[Natural language region descriptions]
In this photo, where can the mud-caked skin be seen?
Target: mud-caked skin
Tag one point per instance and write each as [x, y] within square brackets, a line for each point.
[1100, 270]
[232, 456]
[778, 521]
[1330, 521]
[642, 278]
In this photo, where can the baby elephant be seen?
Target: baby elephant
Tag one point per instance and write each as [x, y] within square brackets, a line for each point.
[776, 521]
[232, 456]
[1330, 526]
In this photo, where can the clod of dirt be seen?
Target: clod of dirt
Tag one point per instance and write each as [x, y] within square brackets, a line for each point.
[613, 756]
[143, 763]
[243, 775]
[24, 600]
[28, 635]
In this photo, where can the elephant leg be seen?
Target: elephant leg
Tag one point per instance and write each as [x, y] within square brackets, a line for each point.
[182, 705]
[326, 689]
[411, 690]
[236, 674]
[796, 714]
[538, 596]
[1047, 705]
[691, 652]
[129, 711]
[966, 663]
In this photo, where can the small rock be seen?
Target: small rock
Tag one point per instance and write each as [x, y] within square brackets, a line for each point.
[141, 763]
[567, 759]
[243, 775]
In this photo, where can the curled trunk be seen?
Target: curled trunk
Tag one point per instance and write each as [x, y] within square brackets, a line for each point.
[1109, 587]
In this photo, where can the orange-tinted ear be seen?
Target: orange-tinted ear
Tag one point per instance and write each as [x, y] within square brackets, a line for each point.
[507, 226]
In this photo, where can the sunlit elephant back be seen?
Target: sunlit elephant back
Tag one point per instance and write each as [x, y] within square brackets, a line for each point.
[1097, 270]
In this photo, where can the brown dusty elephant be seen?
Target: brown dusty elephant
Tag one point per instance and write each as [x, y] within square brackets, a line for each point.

__Directions for this task__.
After reading the data above, return it verbatim in full.

__Exercise result__.
In this photo, where can the mud-caked skin be seen?
Target: mud-caked skin
Tag one point per instance and write each as [x, y] within square brackets, a line for each point.
[1100, 270]
[232, 456]
[778, 521]
[1330, 521]
[642, 278]
In this photo, where can the baby elephant be seen?
Target: baby elephant
Tag one point per instance and write each as [x, y] within square brackets, a line for each point.
[776, 521]
[232, 456]
[1330, 526]
In this photo, where can the clod of dirt be seen?
Target: clod of dirt
Tag one point per instance and write each as [x, y] within square brackets, a line for each point.
[613, 756]
[143, 763]
[243, 775]
[24, 600]
[28, 635]
In this photo, where can the elephant leg be seen?
Target: elephant leg
Tag one point per instance and write each as [x, y] within square brackets, a line for each point.
[182, 705]
[326, 689]
[411, 690]
[236, 674]
[796, 714]
[538, 596]
[1047, 705]
[691, 652]
[129, 711]
[966, 663]
In this photo, where can the small rock be seen?
Target: small rock
Tag one point per instance and write each as [x, y] within square brackets, a line for each point.
[141, 763]
[567, 759]
[243, 775]
In this photo, where can the curled trunk be seen?
Target: curled trunk
Tag one point per instance and write each as [x, y] within square brackets, a line for each point.
[1109, 587]
In this photo, where can the orange-tinted ear be seen?
Target: orange-tinted ear
Tag one point per instance and write each as [x, y] within square brackets, a line for each point.
[507, 226]
In this photo, where can the sunlit elephant back be seen?
Target: sunlit elephant back
Tag one point per instance and write each as [x, y] within square brackets, a line for each point.
[1097, 270]
In this photo, where can the brown dusty elephant be seen?
Target: brown dusty elephant
Tag one point per instance and write each as [x, y] within square brackets, a line for each point.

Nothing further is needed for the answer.